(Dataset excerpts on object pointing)

· · · ·

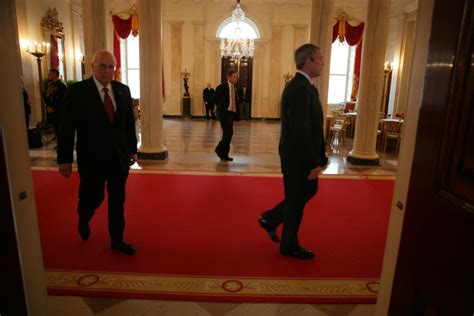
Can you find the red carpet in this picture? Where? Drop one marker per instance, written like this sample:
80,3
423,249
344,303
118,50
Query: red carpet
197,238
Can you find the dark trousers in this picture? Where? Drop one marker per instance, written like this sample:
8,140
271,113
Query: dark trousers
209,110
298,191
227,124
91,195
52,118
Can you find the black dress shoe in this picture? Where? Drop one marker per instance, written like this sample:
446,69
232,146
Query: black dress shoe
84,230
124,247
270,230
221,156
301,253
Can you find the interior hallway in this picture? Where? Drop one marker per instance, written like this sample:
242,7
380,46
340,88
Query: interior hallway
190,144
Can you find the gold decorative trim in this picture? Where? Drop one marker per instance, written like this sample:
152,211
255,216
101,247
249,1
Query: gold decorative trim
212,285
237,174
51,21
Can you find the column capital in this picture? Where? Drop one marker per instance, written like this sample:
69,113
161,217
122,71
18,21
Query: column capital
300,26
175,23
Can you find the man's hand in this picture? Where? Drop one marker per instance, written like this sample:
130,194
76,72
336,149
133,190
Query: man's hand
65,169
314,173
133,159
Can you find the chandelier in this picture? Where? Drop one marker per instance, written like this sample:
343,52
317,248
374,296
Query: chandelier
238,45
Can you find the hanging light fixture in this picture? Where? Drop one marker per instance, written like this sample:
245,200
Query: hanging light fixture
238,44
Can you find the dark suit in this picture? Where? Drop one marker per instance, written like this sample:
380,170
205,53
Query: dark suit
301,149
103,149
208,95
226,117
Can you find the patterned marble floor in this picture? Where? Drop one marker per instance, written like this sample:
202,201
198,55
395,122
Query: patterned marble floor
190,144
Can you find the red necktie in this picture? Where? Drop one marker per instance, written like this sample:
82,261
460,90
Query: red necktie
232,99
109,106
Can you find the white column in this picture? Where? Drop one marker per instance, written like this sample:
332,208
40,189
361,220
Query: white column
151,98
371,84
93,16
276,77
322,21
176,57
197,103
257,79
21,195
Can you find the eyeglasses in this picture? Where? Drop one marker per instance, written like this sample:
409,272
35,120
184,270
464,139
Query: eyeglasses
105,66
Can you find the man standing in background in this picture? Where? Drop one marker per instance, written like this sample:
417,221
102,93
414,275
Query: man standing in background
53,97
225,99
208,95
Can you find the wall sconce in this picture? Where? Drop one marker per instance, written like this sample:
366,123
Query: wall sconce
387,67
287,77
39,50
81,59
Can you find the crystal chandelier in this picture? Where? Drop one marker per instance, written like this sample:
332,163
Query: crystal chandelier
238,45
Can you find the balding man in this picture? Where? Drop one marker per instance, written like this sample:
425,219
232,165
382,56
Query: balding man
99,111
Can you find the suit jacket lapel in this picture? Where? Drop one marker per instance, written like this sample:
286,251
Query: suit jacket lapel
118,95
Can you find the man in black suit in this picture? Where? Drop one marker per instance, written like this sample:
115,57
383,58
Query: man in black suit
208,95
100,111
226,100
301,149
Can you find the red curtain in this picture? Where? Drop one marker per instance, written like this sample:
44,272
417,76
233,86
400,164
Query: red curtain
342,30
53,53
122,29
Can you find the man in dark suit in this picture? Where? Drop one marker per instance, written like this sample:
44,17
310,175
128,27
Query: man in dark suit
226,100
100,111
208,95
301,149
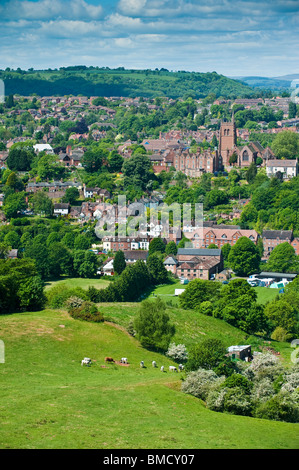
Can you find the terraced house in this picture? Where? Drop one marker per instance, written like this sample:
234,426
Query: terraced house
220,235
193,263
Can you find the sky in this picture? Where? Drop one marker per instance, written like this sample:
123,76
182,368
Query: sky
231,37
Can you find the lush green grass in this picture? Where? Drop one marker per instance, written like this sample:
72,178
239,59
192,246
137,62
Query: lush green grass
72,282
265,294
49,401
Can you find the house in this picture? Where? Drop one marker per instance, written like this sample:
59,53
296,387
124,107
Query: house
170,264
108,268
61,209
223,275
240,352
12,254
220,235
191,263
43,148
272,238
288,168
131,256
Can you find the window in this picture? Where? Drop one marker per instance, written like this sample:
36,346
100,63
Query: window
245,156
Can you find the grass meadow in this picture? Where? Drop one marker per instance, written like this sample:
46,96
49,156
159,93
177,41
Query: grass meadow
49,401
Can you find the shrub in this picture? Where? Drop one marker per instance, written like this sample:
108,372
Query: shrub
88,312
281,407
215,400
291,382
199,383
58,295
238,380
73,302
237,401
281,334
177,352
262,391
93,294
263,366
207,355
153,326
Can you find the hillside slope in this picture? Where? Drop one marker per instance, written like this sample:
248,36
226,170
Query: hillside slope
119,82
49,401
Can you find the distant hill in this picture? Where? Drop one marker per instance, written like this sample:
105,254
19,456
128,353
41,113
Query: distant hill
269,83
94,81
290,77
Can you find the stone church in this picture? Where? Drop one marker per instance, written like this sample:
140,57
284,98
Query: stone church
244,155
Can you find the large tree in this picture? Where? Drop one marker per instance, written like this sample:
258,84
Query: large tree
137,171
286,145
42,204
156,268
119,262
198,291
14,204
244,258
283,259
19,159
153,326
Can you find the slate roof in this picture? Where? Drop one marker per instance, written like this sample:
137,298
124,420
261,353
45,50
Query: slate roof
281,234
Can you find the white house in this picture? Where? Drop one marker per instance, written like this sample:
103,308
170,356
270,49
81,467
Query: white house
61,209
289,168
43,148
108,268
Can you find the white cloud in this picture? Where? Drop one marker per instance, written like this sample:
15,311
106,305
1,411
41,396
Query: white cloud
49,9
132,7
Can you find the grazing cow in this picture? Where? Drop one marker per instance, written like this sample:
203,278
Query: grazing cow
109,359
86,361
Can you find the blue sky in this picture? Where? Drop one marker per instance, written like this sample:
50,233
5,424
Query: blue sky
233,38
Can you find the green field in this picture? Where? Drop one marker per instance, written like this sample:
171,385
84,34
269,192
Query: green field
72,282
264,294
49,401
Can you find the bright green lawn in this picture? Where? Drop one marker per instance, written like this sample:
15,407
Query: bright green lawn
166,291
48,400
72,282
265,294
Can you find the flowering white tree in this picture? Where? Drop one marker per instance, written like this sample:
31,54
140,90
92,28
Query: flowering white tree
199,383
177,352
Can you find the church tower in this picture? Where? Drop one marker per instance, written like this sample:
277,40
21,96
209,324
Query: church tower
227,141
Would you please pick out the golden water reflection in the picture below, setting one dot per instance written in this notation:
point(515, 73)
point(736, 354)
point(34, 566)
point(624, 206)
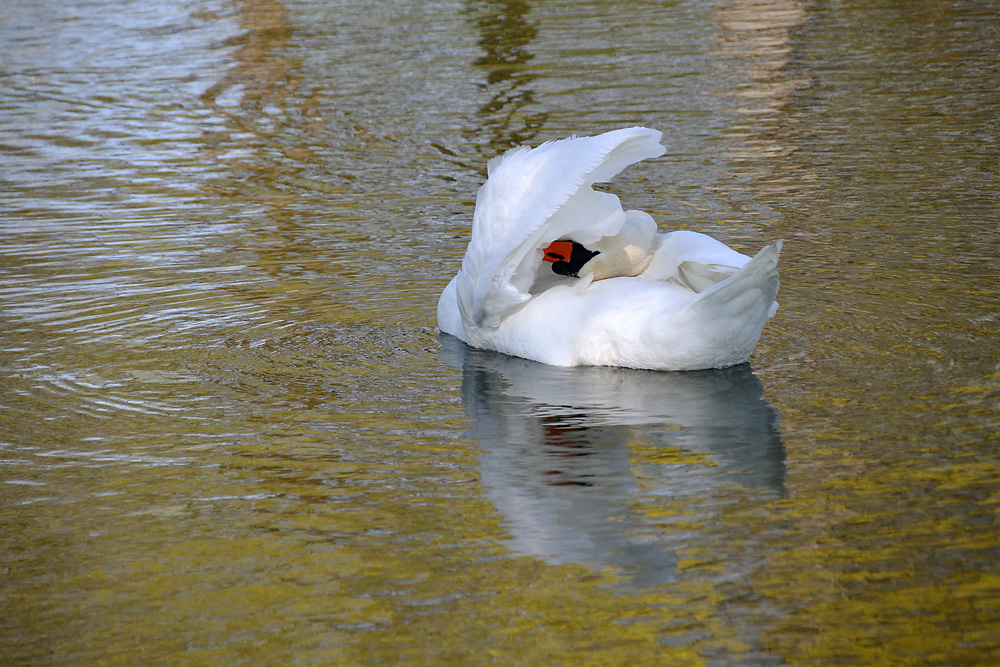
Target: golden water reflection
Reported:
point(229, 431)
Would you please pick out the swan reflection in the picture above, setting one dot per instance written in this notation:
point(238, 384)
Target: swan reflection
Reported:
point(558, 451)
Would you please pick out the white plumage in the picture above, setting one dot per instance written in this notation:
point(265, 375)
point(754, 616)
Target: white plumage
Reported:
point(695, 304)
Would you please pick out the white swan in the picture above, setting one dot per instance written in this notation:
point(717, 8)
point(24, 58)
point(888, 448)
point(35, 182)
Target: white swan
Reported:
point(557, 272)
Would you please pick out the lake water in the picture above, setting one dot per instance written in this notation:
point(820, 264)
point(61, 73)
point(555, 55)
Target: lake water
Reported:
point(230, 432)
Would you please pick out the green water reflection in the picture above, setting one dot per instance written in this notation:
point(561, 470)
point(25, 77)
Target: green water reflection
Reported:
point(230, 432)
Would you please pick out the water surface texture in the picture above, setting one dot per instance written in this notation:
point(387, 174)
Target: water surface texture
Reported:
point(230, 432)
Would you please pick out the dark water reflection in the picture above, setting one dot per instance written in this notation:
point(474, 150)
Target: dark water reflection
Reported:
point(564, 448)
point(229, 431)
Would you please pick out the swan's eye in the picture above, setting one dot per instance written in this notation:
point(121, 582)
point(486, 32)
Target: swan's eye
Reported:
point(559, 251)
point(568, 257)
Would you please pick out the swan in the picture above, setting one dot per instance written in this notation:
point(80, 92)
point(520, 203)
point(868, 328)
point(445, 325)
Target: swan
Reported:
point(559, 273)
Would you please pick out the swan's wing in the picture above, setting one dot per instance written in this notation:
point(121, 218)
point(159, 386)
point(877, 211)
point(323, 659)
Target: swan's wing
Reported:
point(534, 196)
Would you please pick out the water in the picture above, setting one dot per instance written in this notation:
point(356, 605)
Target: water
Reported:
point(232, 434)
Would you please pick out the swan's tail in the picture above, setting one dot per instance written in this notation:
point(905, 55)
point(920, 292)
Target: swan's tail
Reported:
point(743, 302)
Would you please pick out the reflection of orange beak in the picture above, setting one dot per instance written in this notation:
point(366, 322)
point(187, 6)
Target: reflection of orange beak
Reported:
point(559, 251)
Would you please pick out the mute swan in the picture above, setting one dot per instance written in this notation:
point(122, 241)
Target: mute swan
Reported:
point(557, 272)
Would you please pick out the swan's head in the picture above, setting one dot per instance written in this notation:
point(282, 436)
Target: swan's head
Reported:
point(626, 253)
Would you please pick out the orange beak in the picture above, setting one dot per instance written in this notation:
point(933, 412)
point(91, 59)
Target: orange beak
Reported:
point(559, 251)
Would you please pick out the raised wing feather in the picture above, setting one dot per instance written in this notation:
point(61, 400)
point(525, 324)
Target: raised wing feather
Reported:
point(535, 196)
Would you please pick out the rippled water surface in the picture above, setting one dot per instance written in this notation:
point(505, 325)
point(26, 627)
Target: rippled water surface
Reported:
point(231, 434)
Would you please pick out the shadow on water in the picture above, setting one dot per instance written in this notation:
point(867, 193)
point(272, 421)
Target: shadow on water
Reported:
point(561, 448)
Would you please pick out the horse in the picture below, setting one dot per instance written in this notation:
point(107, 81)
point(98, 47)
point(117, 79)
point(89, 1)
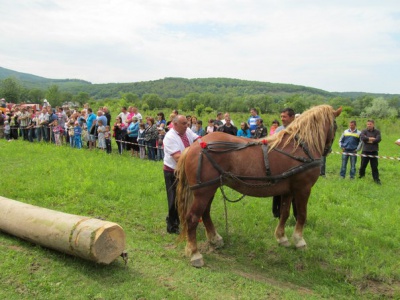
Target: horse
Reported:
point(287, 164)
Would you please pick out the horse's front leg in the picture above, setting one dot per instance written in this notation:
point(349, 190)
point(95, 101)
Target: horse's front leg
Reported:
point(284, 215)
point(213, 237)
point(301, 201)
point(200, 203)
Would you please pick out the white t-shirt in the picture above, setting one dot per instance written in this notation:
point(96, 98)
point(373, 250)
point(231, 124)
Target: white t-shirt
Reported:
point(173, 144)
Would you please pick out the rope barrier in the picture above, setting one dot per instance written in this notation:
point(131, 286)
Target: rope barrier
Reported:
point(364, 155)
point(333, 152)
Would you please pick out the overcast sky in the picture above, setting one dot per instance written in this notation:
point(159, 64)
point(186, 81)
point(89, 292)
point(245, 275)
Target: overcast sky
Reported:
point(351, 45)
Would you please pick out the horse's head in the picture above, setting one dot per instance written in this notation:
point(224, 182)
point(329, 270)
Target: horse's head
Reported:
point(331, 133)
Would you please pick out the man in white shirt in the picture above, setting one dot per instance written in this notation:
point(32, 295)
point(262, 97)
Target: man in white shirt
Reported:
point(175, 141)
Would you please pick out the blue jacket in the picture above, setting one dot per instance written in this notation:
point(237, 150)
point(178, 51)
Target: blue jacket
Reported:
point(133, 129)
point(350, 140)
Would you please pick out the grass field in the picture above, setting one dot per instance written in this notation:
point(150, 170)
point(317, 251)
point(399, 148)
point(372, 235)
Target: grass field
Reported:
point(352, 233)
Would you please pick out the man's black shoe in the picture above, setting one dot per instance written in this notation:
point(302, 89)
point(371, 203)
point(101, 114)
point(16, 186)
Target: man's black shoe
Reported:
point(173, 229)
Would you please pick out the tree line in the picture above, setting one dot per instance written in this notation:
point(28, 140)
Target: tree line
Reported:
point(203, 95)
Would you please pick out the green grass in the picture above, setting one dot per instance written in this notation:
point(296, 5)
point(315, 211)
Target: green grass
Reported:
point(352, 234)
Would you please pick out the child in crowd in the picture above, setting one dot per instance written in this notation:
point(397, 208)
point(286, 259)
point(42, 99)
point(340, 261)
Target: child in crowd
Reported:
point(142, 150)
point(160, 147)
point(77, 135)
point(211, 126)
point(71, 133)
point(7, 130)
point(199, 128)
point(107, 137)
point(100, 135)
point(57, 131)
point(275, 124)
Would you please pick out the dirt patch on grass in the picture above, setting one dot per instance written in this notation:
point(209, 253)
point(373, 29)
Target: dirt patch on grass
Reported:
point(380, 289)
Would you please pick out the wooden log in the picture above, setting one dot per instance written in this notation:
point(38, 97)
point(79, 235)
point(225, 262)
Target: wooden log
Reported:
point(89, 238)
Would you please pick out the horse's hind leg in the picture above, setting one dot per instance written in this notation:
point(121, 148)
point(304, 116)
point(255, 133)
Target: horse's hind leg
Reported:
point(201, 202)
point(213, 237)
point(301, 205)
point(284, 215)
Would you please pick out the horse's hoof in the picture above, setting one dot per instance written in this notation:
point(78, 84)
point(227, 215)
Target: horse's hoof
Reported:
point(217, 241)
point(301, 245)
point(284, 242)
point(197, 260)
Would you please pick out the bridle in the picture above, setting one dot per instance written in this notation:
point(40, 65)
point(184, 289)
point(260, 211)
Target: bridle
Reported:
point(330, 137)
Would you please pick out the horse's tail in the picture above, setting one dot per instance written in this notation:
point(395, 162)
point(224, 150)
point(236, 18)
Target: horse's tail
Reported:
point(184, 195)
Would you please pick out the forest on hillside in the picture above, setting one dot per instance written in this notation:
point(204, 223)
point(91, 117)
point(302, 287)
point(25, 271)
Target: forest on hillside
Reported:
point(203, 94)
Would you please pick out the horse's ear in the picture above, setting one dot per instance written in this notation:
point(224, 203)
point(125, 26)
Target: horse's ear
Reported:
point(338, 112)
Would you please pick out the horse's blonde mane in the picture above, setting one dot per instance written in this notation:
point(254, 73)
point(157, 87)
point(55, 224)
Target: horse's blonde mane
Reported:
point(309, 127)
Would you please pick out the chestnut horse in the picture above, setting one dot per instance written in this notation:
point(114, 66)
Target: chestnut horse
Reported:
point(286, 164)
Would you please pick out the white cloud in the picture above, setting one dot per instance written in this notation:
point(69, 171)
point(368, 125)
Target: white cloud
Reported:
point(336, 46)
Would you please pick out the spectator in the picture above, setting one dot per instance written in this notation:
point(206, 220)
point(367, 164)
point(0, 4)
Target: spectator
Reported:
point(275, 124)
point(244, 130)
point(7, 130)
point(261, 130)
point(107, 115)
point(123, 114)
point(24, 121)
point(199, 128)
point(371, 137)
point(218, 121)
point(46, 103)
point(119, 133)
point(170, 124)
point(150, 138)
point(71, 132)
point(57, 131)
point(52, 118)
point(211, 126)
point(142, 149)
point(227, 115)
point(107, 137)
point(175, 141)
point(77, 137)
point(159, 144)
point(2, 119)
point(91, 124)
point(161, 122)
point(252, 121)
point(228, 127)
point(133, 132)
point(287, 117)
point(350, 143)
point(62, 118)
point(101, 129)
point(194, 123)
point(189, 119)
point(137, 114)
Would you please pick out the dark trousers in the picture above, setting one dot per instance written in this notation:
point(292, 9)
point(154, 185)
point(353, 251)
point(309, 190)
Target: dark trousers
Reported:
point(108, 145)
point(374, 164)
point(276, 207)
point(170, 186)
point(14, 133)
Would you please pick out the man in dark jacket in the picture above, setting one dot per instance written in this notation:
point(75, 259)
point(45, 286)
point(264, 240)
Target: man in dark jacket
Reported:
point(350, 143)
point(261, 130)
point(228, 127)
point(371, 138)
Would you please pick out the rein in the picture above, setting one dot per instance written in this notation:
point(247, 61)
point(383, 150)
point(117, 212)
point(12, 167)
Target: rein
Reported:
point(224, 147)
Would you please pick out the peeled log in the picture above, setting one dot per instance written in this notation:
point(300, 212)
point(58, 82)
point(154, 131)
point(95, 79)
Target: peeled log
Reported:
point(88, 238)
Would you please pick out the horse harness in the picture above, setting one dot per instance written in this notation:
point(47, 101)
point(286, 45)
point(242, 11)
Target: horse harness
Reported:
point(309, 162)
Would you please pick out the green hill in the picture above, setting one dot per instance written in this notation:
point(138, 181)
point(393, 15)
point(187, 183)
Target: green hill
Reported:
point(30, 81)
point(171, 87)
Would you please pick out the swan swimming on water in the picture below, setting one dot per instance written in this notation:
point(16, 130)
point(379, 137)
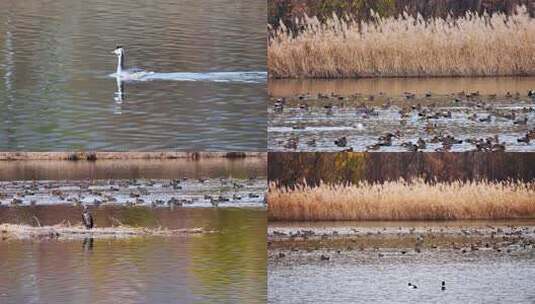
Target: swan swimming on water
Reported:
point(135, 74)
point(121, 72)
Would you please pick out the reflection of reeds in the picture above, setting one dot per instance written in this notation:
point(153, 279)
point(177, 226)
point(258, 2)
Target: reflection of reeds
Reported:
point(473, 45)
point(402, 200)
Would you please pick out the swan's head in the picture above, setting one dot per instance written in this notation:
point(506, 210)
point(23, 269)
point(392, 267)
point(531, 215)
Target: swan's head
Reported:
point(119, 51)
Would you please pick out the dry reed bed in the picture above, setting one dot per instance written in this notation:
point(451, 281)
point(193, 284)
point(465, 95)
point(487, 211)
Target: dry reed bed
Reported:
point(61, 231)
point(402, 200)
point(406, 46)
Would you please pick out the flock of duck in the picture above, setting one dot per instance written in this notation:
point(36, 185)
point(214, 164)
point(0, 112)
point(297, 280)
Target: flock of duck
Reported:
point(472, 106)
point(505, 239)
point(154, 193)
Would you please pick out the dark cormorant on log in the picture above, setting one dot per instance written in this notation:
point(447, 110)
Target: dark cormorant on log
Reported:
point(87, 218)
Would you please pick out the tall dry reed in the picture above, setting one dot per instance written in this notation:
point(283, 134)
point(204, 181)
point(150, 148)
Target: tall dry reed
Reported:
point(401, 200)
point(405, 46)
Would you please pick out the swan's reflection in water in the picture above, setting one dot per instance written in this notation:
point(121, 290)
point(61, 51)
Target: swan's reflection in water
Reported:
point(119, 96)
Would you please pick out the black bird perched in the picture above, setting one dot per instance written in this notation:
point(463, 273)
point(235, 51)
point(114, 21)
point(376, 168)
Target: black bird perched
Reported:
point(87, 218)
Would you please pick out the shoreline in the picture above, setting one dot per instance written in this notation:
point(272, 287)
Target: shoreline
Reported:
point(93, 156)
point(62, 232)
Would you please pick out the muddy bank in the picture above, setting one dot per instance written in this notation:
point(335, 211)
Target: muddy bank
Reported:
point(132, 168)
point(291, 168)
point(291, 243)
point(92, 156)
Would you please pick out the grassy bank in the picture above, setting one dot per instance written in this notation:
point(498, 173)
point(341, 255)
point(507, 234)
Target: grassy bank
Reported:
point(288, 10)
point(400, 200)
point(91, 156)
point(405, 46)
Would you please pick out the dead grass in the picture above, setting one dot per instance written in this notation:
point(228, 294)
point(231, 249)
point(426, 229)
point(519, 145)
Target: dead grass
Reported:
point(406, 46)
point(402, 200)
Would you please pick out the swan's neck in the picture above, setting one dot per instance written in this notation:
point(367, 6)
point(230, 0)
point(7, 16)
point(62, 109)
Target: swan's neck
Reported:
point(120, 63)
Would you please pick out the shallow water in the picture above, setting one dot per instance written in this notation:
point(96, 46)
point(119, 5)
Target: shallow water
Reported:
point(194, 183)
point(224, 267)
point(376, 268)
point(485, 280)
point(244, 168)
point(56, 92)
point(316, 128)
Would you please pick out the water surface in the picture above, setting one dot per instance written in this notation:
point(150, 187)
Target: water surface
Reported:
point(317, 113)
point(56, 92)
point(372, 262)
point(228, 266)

· · · ·

→ TASK GOAL:
Copy the entries starting at the line containing "Would you please pick out the tall" and ending at the line containing "point(62, 232)", switching each "pick out" to "point to" and leaving everything else unchanged.

→ FULL RESPONSE:
Would you please point to the tall dry reed in the picture above, setting one dot per instance written in this notation:
point(283, 134)
point(204, 181)
point(150, 148)
Target: tall dry reed
Reported:
point(401, 200)
point(405, 46)
Would you please point to the swan's reflection in water in the picture above, setting one dot per instance written in this notation:
point(121, 290)
point(61, 51)
Target: swan's reflection in water
Reported:
point(119, 96)
Would you please point to the black bird perched in the picture above, setting one dot per instance written in this notation:
point(463, 273)
point(235, 51)
point(114, 21)
point(376, 168)
Target: black bird perched
Reported:
point(87, 218)
Would you please point to the shoreline in the picture above, setting one dot per instance written in this notation:
point(272, 287)
Target: shoreline
Reported:
point(93, 156)
point(62, 232)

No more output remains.